### Challenge 1
Translate this sentence from the Golem roadmap passage into Spanish: "Being able to trust a decentralised network in which real value is exchanged is always going to be key to it being successful."
### Challenge 2
In the Golem roadmap passage, the paragraph beginning "There are lots of elements to this first milestone" names several pieces of work. List all of them.
--- START OF Supplied passage ---
As you can see from the graphic above, the first significant milestone is to improve Golem UX and create a version that can be really useful for early Blender users. It will still be on the testnet so no real economics will be introduced yet. UX will not be as refined we’d like it to be.

There are lots of elements to this first milestone so let’s break this down. We will have to slightly tweak our P2P network called P2P2. (The discussion about devp2p vs P2P2 is one for a later blogpost). And as part of our UX work we’ll have to improve our app installation & configuration process and make sure that tasks are “persistent”. We also need to collect more precise information from the network to understand much better why computations fail.

Afterwards we are going to focus on some other additional issues and implementing Concent. Concent is a new approach to add resilience to the Golem protocol and, despite being designed as a voluntary and additional part of the system, in the first release it will play an important role in securing parties’ interests in the network (see below).

Once we are ready to switch to the mainnet (after two iterations of Concent testnet), we are going to conduct an external audit and move to production. And that’s it. We’ll have reached Brass. Again, we are not giving precise dates yet, but we want you to see some major progress this year.

Trusting decentralised networks

During the course of Brass development we have also had to address quite a few security issues. Being able to trust a decentralised network in which real value is exchanged is always going to be key to it being successful.

We also faced similar types of challenges relating to the quality of the computation users would receive in a distributed, trustless network. To get technical here, our first production use-case is Monte Carlo rendering which is arguably one of the most prominent problems that can be solved in what’s known as a map-reduce framework.

But from a systems perspective, rendering is a problem which is inherently non-deterministic in its nature. To put that simply, when a user asks the network for their work to be rendered they themselves don’t know what the final output should look like. That’s a real challenge because in that situation, the user might well believe that the output they’ve been returned is the one they really should have gotten. That leaves a lot of room for people to cheat a system with no central authority or arbiter.

This major conundrum forced us to develop ways of trying to maximize the probability of obtaining the correct results for a task computed by the network. But as there are no efficient frameworks for trustless computation which could be used to run a photorealistic renderer, the “maximizing probability” approach only takes you so far before you need another solution altogether. We realised that adding components with higher trust guarantees would push this trust boundary much further.
--- END OF Supplied passage ---
--- START OF Recorded information ---
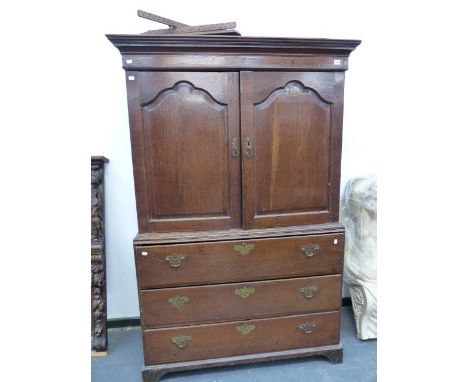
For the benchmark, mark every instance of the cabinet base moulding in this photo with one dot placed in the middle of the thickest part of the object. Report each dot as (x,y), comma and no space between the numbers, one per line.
(334,353)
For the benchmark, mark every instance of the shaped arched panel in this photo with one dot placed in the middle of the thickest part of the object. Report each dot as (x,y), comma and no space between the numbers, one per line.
(292,126)
(189,180)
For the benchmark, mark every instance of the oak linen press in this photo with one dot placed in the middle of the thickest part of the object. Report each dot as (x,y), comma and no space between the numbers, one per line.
(236,146)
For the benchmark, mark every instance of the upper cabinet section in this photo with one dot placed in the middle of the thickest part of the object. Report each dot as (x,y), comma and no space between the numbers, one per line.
(234,132)
(292,123)
(181,125)
(146,52)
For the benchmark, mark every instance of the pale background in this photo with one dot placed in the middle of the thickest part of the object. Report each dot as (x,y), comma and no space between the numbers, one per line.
(110,125)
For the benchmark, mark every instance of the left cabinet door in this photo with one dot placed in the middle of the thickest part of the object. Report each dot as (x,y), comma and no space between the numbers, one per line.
(185,137)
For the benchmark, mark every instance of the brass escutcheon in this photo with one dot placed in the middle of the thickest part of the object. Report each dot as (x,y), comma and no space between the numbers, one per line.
(244,248)
(245,328)
(310,250)
(175,260)
(178,301)
(307,327)
(181,341)
(309,291)
(244,292)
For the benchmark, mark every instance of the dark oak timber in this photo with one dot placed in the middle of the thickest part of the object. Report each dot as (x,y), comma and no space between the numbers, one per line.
(334,353)
(236,148)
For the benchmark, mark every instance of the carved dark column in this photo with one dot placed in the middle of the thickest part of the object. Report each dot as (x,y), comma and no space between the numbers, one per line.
(98,258)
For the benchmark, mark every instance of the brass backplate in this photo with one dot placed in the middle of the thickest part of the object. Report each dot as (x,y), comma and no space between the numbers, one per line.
(309,291)
(307,327)
(174,260)
(178,301)
(181,341)
(244,292)
(310,250)
(244,248)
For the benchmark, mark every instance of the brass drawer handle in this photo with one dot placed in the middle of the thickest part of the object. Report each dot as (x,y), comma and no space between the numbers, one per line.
(174,260)
(181,341)
(178,301)
(244,292)
(244,248)
(307,327)
(309,291)
(310,250)
(245,329)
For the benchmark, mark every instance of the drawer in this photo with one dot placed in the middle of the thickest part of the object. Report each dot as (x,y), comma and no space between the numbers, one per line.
(228,302)
(241,337)
(231,261)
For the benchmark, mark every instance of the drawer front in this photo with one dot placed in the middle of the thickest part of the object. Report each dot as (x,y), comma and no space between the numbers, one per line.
(231,261)
(241,337)
(227,302)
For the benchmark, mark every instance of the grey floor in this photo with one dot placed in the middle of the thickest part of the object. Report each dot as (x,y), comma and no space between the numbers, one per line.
(125,359)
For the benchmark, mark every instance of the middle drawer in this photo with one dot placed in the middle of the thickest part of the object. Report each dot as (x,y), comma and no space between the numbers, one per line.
(213,303)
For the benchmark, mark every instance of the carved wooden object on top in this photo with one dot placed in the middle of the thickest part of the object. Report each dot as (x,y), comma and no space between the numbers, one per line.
(181,28)
(236,145)
(98,260)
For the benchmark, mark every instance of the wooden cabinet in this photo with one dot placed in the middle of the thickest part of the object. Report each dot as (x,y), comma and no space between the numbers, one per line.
(293,120)
(236,145)
(185,175)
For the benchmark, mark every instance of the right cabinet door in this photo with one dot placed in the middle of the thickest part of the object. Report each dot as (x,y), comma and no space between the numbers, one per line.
(291,125)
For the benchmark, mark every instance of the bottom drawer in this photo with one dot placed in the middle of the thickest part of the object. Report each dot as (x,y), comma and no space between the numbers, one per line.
(190,343)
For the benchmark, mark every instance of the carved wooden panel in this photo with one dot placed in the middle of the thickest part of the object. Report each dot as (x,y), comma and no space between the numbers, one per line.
(291,120)
(98,258)
(186,123)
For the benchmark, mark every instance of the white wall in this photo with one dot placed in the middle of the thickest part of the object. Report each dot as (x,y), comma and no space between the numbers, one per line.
(331,19)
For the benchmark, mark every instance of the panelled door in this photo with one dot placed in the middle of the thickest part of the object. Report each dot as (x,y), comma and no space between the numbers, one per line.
(291,147)
(183,125)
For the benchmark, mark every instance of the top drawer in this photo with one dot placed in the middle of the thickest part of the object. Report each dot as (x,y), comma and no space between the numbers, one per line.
(230,261)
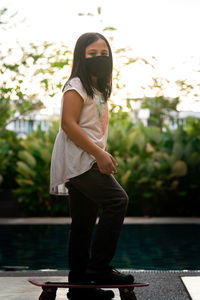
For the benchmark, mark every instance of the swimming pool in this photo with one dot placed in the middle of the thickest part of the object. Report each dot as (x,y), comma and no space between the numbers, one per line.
(148,247)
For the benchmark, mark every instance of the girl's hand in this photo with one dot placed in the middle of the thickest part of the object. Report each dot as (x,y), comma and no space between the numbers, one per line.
(106,163)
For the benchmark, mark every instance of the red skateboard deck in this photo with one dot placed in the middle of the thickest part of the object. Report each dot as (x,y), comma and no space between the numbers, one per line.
(49,288)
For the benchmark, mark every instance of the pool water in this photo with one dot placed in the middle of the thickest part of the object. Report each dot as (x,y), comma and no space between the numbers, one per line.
(148,247)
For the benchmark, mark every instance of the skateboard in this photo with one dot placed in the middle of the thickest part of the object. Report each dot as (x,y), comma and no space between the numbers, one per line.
(49,288)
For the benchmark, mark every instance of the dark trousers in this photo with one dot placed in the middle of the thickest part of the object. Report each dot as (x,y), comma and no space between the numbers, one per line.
(88,193)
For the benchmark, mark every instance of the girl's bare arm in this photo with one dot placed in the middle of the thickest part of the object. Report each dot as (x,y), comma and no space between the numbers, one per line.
(72,105)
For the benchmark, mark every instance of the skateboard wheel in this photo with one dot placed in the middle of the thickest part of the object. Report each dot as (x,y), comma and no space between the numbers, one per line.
(127,294)
(48,293)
--- END OF Recorded information ---
### Solution 1
Poder confiar en una red descentralizada en la que se intercambia valor real siempre será clave para que tenga éxito.

### Solution 2
- Slightly tweak the P2P network called P2P2
- Improve the app installation and configuration process
- Make sure that tasks are "persistent"
- Collect more precise information from the network to understand much better why computations fail